--- STORED DATA ---
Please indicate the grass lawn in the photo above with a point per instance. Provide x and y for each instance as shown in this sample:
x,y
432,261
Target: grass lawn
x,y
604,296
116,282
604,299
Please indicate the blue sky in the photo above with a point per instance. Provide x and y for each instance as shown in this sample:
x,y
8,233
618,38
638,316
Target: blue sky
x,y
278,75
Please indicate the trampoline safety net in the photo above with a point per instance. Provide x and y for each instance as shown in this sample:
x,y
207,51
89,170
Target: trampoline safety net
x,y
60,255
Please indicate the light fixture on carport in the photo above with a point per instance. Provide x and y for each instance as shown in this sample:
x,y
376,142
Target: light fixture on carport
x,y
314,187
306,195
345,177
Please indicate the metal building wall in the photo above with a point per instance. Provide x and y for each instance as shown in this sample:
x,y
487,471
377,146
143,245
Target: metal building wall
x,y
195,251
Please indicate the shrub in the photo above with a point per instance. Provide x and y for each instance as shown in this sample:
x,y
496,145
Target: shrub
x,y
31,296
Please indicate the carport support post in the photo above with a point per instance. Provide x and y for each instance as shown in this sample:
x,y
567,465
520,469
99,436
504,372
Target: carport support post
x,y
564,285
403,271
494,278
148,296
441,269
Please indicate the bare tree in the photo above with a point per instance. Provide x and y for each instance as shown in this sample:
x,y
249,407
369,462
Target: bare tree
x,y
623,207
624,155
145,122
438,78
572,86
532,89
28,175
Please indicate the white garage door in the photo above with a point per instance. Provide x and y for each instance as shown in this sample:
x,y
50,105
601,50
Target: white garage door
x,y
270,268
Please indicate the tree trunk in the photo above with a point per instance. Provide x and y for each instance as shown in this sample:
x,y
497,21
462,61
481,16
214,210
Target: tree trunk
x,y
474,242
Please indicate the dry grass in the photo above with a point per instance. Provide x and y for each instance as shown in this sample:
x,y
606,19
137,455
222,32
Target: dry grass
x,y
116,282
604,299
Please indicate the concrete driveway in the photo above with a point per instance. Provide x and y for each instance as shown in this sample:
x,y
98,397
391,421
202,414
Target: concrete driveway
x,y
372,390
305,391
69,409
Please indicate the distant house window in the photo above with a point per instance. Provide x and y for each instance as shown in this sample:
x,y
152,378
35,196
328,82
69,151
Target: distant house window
---
§ **EXERCISE REQUIREMENTS**:
Make a copy of each line in the records above that has the word "house".

§ **TASK RESPONSE**:
Please indicate the distant house window in the photo above with a point per instance. Provide x and y for each instance as shown in this sample:
Target: distant house window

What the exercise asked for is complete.